Object detection data:
>> START

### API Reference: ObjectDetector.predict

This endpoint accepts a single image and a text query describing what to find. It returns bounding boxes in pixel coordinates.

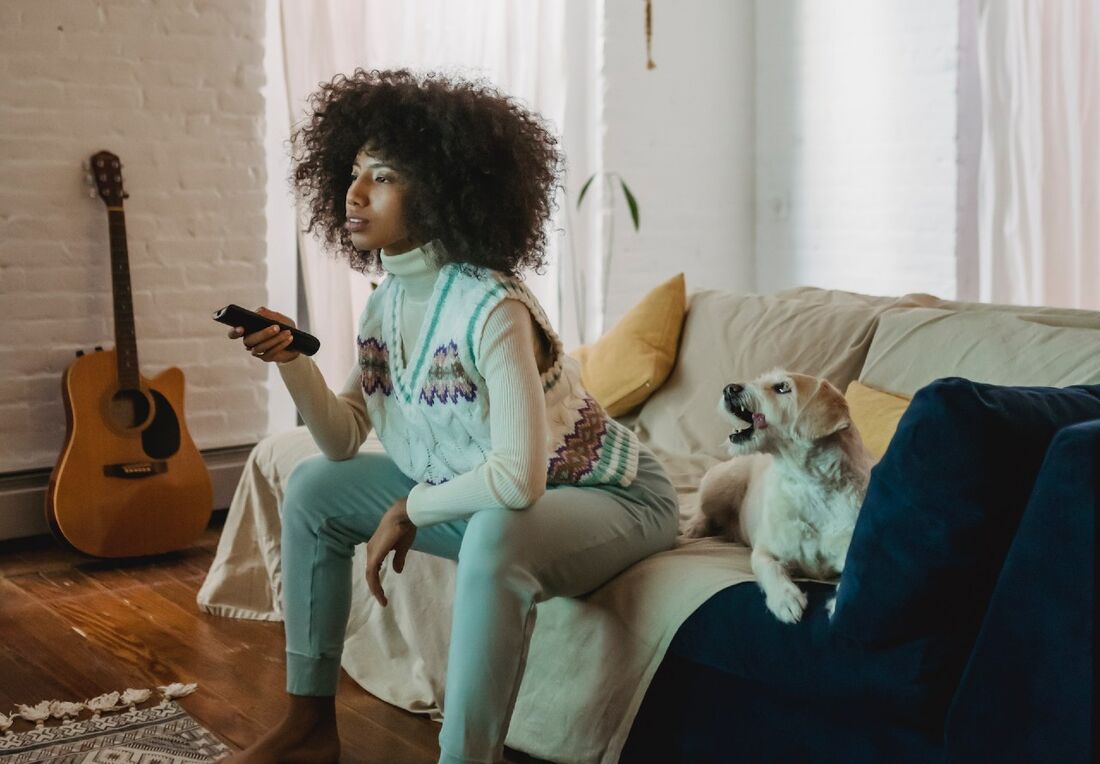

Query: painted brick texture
[0,0,267,473]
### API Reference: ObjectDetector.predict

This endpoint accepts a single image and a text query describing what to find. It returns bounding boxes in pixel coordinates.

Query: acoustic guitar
[46,152,213,557]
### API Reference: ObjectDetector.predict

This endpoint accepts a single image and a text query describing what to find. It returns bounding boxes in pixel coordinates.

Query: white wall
[602,0,755,324]
[0,0,267,473]
[756,0,959,298]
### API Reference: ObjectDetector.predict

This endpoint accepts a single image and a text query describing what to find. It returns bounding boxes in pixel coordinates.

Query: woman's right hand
[229,308,301,364]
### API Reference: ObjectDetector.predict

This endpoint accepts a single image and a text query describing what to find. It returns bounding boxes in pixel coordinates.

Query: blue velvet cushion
[832,377,1100,689]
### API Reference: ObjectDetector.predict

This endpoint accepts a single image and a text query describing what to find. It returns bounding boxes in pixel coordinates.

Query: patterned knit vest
[358,263,638,486]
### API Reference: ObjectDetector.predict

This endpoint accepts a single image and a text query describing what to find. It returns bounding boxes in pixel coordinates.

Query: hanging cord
[646,0,657,69]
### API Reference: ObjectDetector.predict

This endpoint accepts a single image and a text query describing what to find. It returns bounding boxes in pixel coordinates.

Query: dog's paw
[683,512,714,539]
[765,580,809,623]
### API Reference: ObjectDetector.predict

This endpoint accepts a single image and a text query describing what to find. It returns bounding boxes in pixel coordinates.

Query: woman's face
[344,146,419,255]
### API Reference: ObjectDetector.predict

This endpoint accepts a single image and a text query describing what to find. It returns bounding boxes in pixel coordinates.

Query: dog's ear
[794,379,851,442]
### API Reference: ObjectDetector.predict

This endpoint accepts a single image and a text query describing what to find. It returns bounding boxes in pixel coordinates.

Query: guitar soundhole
[108,390,149,430]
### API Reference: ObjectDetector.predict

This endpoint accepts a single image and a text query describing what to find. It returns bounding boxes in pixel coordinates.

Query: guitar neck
[107,203,141,390]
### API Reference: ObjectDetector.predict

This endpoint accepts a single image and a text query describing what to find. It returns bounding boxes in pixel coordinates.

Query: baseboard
[0,444,252,541]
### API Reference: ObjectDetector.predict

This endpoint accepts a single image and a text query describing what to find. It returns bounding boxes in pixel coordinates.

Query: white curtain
[275,0,594,386]
[978,0,1100,310]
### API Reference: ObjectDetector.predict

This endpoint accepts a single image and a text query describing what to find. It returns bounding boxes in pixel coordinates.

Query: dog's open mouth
[726,401,756,443]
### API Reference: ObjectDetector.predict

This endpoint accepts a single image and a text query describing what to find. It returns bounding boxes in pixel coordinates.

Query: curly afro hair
[292,69,562,275]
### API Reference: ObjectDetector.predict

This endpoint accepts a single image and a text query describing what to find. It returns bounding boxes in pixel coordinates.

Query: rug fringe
[0,682,198,735]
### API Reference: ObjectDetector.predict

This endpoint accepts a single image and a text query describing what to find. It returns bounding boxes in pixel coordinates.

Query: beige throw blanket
[198,428,752,764]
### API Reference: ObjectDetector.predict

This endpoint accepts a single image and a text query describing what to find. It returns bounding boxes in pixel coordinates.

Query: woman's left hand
[366,499,416,607]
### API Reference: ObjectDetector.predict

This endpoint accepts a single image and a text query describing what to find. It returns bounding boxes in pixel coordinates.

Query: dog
[685,370,873,623]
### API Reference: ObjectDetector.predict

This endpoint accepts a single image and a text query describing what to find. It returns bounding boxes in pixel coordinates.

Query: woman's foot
[221,695,340,764]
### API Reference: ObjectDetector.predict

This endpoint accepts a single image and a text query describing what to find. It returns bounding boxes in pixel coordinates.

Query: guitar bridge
[103,462,168,479]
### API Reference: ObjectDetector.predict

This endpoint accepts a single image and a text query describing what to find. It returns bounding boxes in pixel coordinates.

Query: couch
[199,288,1100,763]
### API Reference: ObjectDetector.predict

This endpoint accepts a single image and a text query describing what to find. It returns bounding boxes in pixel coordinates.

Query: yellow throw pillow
[844,379,909,458]
[570,274,688,417]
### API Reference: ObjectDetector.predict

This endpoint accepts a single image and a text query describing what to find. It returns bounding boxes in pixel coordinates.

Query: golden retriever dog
[686,370,872,623]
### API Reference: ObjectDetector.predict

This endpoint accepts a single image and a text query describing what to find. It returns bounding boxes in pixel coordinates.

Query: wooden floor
[0,524,540,764]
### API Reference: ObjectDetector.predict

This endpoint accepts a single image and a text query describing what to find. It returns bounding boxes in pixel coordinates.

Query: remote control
[213,305,321,355]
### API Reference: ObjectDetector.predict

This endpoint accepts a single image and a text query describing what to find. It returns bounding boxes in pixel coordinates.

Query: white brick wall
[756,0,958,298]
[0,0,267,473]
[602,0,755,325]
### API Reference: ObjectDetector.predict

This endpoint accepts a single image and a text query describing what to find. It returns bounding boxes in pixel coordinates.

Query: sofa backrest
[859,308,1100,397]
[635,290,917,487]
[635,287,1100,492]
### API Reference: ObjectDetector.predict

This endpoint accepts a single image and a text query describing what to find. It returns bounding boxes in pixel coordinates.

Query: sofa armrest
[946,420,1100,762]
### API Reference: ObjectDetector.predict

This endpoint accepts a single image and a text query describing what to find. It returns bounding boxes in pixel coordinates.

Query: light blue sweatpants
[283,447,678,764]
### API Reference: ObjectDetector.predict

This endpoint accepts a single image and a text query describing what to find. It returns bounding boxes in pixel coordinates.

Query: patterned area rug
[0,701,231,764]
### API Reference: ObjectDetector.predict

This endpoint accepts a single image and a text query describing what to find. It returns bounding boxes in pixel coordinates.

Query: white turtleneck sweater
[278,245,548,525]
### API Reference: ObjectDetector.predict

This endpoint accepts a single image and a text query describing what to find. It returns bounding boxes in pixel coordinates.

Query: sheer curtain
[273,0,595,386]
[978,0,1100,309]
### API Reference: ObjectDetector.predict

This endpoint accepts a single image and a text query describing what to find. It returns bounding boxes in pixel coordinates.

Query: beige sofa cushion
[859,303,1100,397]
[635,290,924,488]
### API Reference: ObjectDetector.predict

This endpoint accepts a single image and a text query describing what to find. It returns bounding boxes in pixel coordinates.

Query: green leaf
[619,178,638,231]
[576,173,598,209]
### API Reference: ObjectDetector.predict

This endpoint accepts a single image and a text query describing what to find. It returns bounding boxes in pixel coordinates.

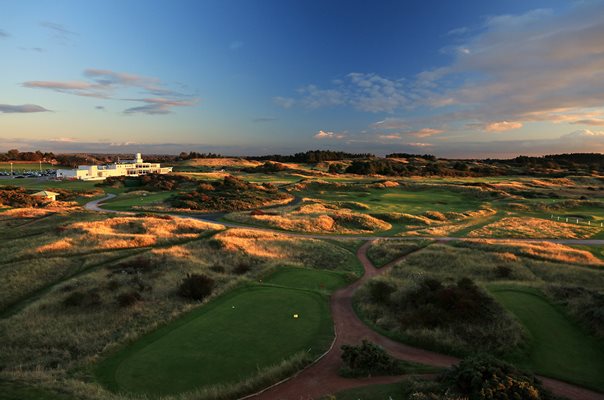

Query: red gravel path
[250,241,604,400]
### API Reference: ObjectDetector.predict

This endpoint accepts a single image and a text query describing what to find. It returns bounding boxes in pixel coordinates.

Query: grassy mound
[491,287,604,391]
[468,217,600,239]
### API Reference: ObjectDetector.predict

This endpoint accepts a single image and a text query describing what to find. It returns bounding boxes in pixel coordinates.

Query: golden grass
[151,246,191,258]
[468,217,599,239]
[187,157,262,168]
[35,217,224,253]
[368,181,399,189]
[531,178,575,187]
[230,203,392,234]
[36,238,73,253]
[0,208,55,218]
[464,239,604,266]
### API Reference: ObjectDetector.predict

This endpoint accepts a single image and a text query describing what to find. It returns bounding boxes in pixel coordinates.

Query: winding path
[243,241,604,400]
[85,194,604,400]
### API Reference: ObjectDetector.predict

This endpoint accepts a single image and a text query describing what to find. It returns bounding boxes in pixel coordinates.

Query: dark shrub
[341,340,403,377]
[63,290,102,308]
[107,257,157,274]
[178,274,214,300]
[440,355,555,400]
[495,265,514,279]
[369,280,396,304]
[210,265,224,274]
[117,291,142,307]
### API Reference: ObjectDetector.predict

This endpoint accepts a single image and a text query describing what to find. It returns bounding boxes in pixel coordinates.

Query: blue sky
[0,0,604,157]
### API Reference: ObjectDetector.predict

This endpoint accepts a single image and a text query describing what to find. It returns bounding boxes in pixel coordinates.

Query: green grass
[0,382,71,400]
[263,267,350,292]
[323,382,407,400]
[300,187,482,215]
[490,286,604,391]
[103,192,173,211]
[0,178,98,190]
[0,162,56,172]
[96,286,333,395]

>> END

-- Stated problem --
Write out again the stretch of records from their first line through the line containing "[46,152,213,557]", both ends included. Leave the pictures out of your answer.

-- Response --
### API Reference: ObjectDetector.predict

This endpoint accepts a single image and a text query describing what to find. It returns bounding boxes in pixel coordinates.


Query: painted brick texture
[0,0,267,473]
### API Reference: ObjectDetector.predict

This endpoint accepts a single image and a text query describing what to find. It returns bounding boxes in pixel coordinates.

Query: acoustic guitar
[46,152,213,557]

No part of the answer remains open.